### Text section
For leaders (of all neurotypes) & organizations: Visions of communication accessibility as infrastructure rather than individual accommodation.

This is creative practice rooted in research - where linguistics, intercultural communication theory, and speculative futures meet.

Why This Matters

We're in the middle of a paradigm shift.

The field is moving away from deficit-based models that pathologize neurodivergent (especially autistic) communication - but we haven't fully articulated what we're moving toward. Practitioners want to work in neurodiversity-affirming ways but lack concrete frameworks. Organizations embrace inclusion while still operating within structures built for neurotypical communication. Neurodivergent professionals are told to "be themselves" in workplaces that haven't learned to meet them halfway.

The old model is crumbling. The new one is still being built.

We know communication breakdown between autistic and non-autistic people is bidirectional. We know forcing autistic people to do all the adapting causes harm. We know that good intentions and accommodation-as-afterthought doesn't work.

### Stated goal 1
In the text on communication accessibility, why is the move away from deficit-based models described as unfinished?
### Stated goal 2
Decide whether each statement agrees with the text on communication accessibility, and support each yes or no with the exact words that settle it.
(a) Communication breakdown between autistic and non-autistic people is presented as one-directional.
(b) The text is meant for leaders and organizations.
(c) Practitioners already have concrete frameworks for neurodiversity-affirming work.

### Raw records
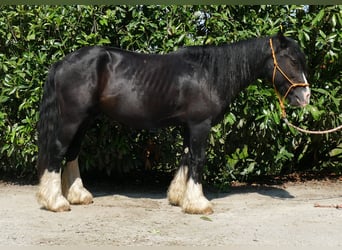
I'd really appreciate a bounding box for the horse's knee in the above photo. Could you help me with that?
[37,170,70,212]
[62,158,93,205]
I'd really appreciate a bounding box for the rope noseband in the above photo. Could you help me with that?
[270,38,342,134]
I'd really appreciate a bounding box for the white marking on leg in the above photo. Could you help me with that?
[182,177,213,214]
[62,158,93,205]
[37,170,70,212]
[302,73,308,83]
[167,165,188,206]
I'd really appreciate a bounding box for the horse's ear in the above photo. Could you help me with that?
[277,28,288,48]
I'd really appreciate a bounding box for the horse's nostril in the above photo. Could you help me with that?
[305,92,311,102]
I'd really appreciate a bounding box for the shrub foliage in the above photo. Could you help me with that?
[0,5,342,185]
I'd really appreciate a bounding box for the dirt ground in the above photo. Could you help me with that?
[0,180,342,247]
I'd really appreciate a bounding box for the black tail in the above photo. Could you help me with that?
[37,64,59,178]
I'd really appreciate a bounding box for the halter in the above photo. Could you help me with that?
[270,38,309,118]
[270,38,342,135]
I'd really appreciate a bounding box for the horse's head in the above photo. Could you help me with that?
[266,33,310,107]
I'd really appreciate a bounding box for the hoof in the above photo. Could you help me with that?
[182,198,214,215]
[37,194,71,212]
[67,187,93,205]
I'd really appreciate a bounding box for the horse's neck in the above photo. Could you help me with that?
[209,38,271,105]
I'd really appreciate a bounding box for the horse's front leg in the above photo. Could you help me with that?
[180,120,213,214]
[62,157,93,205]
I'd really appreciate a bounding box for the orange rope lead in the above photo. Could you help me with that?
[270,38,342,134]
[270,38,309,118]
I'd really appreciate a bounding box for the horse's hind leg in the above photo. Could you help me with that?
[62,123,93,205]
[167,128,189,206]
[181,120,213,214]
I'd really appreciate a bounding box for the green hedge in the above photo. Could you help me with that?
[0,5,342,186]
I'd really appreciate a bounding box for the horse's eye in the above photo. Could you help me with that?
[290,58,297,66]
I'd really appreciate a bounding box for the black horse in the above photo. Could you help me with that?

### Task result 1
The field has not yet fully articulated what it is moving toward. Practitioners want to work in neurodiversity-affirming ways but lack concrete frameworks. Organizations embrace inclusion while still operating within structures built for neurotypical communication.

### Task result 2
(a) No: "We know communication breakdown between autistic and non-autistic people is bidirectional."
(b) Yes: "For leaders (of all neurotypes) & organizations"
(c) No: "Practitioners want to work in neurodiversity-affirming ways but lack concrete frameworks."